NOTES ON CONTRIBUTORS

Dale Cannon is Professor of Philosophy and Religious Studies at Western Oregon State College, Monmouth, OR 97361. He has long been interested in Polanyi, having written his 1969 Duke dissertation under William H. Poteat on Mastered Irony: The Point of Entry into a Post-Critical Epistemology. Cannon has, on several occasions, been a presenter or respondent at Polanyi Society annual meetings; he has written a number of articles for TAD. He is interested in corresponding with teachers of philosophy who are interested in rethinking the teaching of philosophy from a perspective opened up by Polanyi and post-critical philosophy. His recent book Six Ways of Being Religious: A Framework for Comparative Studies of Religion (Wadsworth, 1996), was reviewed in TAD XXII:3 (e-mail: cannodw@wou.edu).

Walter Gulick is General Coordinator of Polanyi Society and Board Treasurer of TAD. He teaches at Montana State University, Billings where he also now serves as Director of International Education and Honors Programs following a stint as interim Provost. He was a Fulbright scholar at the Technical University of Budapest in the Spring term of 1993, where he helped put together an early English issue of Polanyiana. Formerly serving as the TAD Book Reviews editor; he has written a number of reviews and articles which have been in TAD over the years.

Born in Hungary, Stefania Jha is presently affiliated with Harvard University's PERC, a small research center of international scholars. Her publications include "A New Interpretation of M.Polanyi's Theory of Tacit Knowing" in History and Philosophy of Science Vol. 28 No 4 (1997); "On the Duties of Intellectuals to Truth: the Life and Work of Chemist-Philosopher M. Polanyi" in Science in Context Vol 11 No 1 (1998). She has also given a number of papers extending Polanyi's thought in ethics and exploring the Kantian aspects of his writings. This last topic she presented in the spring of 1999 at the invitation of the Boston Colloquium for the Philosophy of Science under the title Polanyi's Conception of a Judicial Attitude - Kantian Elements.
= = = = =
Pick up the notes on contributors right after their last sentence and continue them. The items that come next are separate material and have no connection to the notes on contributors.
= = = = =
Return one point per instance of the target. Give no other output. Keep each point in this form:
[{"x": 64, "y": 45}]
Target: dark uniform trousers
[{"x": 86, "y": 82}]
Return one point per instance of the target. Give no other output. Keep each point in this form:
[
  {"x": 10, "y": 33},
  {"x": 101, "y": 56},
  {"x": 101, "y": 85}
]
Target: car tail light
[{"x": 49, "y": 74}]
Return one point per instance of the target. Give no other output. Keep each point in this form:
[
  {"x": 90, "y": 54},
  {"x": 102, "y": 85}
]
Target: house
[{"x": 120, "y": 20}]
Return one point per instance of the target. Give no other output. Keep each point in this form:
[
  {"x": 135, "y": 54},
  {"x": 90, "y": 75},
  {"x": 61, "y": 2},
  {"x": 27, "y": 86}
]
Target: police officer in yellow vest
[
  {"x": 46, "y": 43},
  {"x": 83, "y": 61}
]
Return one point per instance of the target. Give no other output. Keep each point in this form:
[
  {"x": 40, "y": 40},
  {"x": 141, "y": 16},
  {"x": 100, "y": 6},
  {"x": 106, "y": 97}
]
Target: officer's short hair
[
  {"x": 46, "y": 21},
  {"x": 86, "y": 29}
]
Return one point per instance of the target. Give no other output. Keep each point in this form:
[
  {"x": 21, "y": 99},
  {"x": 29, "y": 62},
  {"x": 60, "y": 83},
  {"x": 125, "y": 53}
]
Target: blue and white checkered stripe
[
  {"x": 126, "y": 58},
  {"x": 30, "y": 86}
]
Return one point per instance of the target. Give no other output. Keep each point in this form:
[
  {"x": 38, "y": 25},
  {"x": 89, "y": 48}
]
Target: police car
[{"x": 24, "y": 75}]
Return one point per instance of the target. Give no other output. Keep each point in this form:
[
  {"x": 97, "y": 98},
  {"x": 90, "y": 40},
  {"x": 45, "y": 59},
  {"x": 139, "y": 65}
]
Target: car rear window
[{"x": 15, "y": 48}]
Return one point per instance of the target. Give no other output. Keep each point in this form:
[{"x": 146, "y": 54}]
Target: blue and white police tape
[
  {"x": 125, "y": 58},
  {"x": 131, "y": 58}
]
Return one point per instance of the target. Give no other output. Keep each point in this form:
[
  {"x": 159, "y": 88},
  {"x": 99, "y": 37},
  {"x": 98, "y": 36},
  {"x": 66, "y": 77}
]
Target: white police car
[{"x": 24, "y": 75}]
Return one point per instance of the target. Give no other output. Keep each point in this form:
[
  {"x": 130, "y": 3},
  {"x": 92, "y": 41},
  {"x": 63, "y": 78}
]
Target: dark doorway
= = = = =
Output:
Martin X. Moleski, S.J. is a Jesuit Priest and an associate professor of Religious Studies at Canisius College, Buffalo, N.Y. His 1991 PhD dissertation discussed the epistemology and theology of John Henry Newman and Michael Polanyi; it will be published by The Catholic University of America Press in the fall of 2000 under the title Personal Catholicism. He serves as coordinator of the meeting of the Polanyi Society. For approximately the last two years, he has been completing the Polanyi biography which William T. Scott worked on for many years.

Phil Mullins teaches in the interdisciplinary humanities program at Missouri Western State College, St Joseph, MO. At present general editor of TAD, he was with the journal as editor as of 1991 and prior to that for several years coordinated the annual meeting of the Polanyi Society. In both capacities, he worked closely with William T. Scott, whom he first met more than twenty years ago.

Dr Andy F. Sanders is Associate Professor in the Philosophy of Religion at the Faculty of Theology and Religious Studies of the University of Groningen. He is the author of Michael Polanyi's Post-critical Epistemology. A Reconstruction of Some Aspects of 'Tacit Knowing' (1983) and of numerous articles in German, Dutch and Anglo-American journals (including Tradition and Discovery). He is (co)-editor of "Concepts of a Person in Religion and Thought" (1990), "Belief in God and Intellectual Honesty" (1990) and "Pluralism, Change and Religious Traditions" (in press), as well as a member of the Center for Theological Inquiry in Princeton.

Dr Norman Sheppard, FRS, is Professor Emeritus of Chemistry at the University of East Anglia, Norwich,. Having studied at St Catherine's College and taught at Trinity College, Cambridge, he took up the chair at the newly founded UEA in 1964. A physical chemist, his speciality was spectroscopy, in particular its use in the study of the molecular structure of complexes attached to surfaces.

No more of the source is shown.